• REQUESTS
a) In the passage on Serling's scripts, on what date did "The Man Who Tried to Save Lincoln" air?
b) Proceed with the passage on Serling's scripts, picking up right after its final sentence.

• TEXT BLOCK
The story concerned two young men of the slums, Joey and
Steve, who get involved in a murder. Joey comments not once,
but twice, about how depressed he became when he was reminded
of the social group in which he grew up, having been raised in
the slums of the big city. The episode was broadcast over the
CBS Radio Network on September 10, 1949.
In 1950, Serling wrote a radio script titled “The
Dust By Any Other Name,” concerning
a
character named Abner Bodner, who attempts to build a chemical
plant that would produce a magic dust. When breathed, the dust
would make mortal enemies forget their hatred. As a result of
his efforts, Bodner has an accident that costs him his life,
proving to everyone in town that a man who dies in his belief
of peace leaves a larger mark on society. He believed in his
dream – not the dust. The radio script was rejected weeks
after being submitted to the Dr.
Christian radio program.
On June 19, 1958, CBS presented an episode of Playhouse 90,
titled “A Town Has Turned to Dust,” scripted by Serling.
This version told the story of the lynching of a 19-year-old
Mexican boy by a mob spurred on by a young merchant, whose
hatred of the victim stemmed both from his wife accepting the
affection of the doomed boy and from a deep-rooted prejudice
against Mexicans. It was also the story of the town sheriff,
who gives in feebly to the lynching mob, but stands firm when
it comes to hanging the victim’s brother after he defies the
Jim Crow standards of the town. The brother is saved by the
sheriff who, after killing the merchant and also is dying from
the merchant’s bullet, tells of the time, years ago, when he
had led a mob in the ugly lawless murder of another man.
In July of 1960, Serling took the Playhouse
90 script and shortened the length (and
the title), making a number of revisions. In combining both
the Dr.
Christian and Playhouse
90 scripts, he explored the motivation
of the mob and eliminated any reference to a prior hanging for
an episode of The Twilight Zone titled “Dust.”
The plot of a man going back in time to 1865 and given
the opportunity to prevent the course of events leading to the
assassination of Abraham Lincoln has been explored not once
– but twice – on radio. The first attempt was on
Mutual’s The
Mysterious Traveler. On the evening of February
7, 1950, “The Man Who Tried to Save Lincoln” dramatized
the story of a scientist who figures how to transfer a man’s
thoughts back into time and occupy another man’s body. In
this version, the time traveler finds himself in the body of
John Wilkes Booth. Booth, managing to get the better of the
voice in his head, makes a successful effort to assassinate
Lincoln. This same script was dramatized again years later for
Suspense.
This same theme was explored on The Twilight Zone in
the episode, “Back There.”

[Data entries]
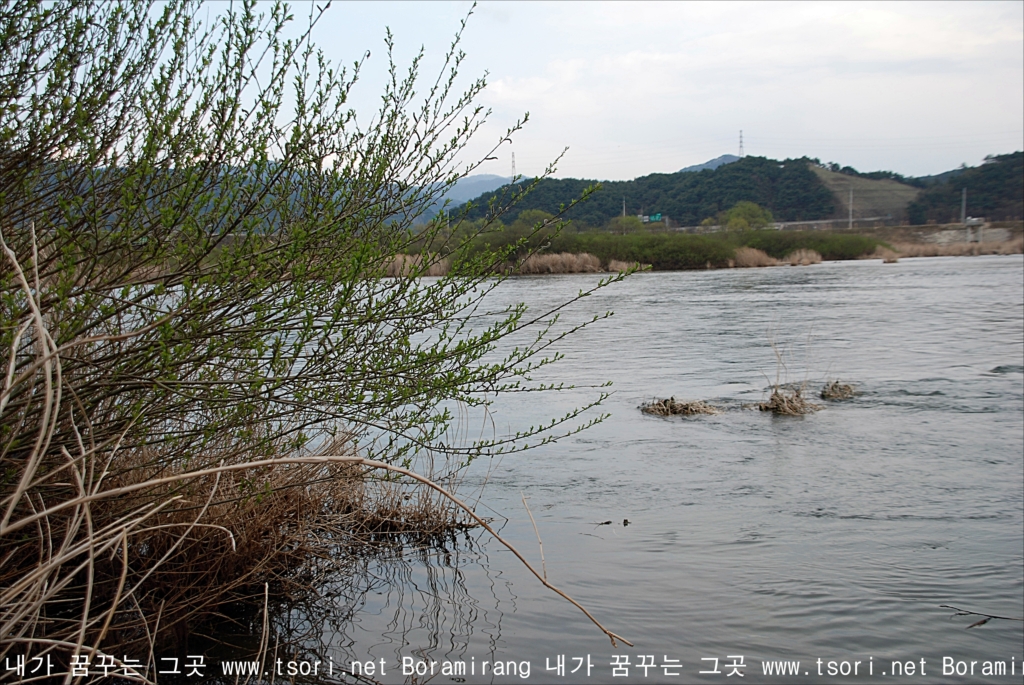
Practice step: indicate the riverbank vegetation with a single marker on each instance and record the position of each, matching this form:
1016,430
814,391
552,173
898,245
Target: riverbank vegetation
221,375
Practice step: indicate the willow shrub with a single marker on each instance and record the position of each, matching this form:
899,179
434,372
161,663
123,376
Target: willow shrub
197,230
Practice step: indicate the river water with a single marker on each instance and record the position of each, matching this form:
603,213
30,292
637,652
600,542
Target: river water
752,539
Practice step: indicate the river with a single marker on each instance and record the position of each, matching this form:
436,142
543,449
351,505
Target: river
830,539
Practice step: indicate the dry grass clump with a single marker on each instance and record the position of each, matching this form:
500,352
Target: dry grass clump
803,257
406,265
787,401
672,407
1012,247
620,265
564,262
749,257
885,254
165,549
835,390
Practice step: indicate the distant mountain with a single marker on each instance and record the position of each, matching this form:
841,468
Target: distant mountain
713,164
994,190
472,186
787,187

==

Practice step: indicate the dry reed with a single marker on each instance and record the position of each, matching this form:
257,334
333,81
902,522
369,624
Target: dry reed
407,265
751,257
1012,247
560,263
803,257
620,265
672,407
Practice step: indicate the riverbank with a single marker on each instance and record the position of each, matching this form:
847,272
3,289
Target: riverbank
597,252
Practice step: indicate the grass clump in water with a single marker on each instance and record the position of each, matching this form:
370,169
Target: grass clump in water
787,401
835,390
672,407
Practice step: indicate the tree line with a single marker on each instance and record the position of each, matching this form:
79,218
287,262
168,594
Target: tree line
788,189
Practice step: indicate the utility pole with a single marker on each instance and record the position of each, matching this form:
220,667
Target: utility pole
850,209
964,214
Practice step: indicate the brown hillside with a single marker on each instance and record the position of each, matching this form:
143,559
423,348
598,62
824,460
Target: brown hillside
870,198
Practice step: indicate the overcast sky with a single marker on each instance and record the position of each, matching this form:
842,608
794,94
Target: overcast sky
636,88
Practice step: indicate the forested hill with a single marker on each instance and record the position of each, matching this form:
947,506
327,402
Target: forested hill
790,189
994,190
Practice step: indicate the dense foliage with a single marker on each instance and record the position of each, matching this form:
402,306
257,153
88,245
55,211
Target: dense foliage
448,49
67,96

• EXPECTED RESPONSES
a) February 7, 1950.

b)
In “Static,” Ed Lindsay, one of the tenants at
Vinnie’s boarding house, longs for the days when radio was a
medium of entertainment. He tires of watching everyone else
stay fixated to the television programs that insult his
intelligence. Digging out the old radio from the basement,
Vinnie carries the unit up to his room and plugs it in. He
soon discovers that broadcasts of the past are coming through
the speakers. Every time he tries to get someone else to
listen with him, however, all that comes through the speakers
is static. Vinnie, his old flame, believes Ed is getting
sentimental for the past, during their romantic days. But 20
years later, they apparently missed their chance. Avoiding the
rest of the tenants, Ed retires every day to the radio to
listen to Let’s
Pretend and Kay Kyser, but is heartbroken
when he returns from the grocery store one afternoon to find
the radio had been sold to a junk dealer. Ed sets out to find
the radio and buy it back. He succeeds and, returning the
radio to his bedroom and turning it on, finds himself
transported back to 1940 where he is 20 years younger – and
so is Vinnie.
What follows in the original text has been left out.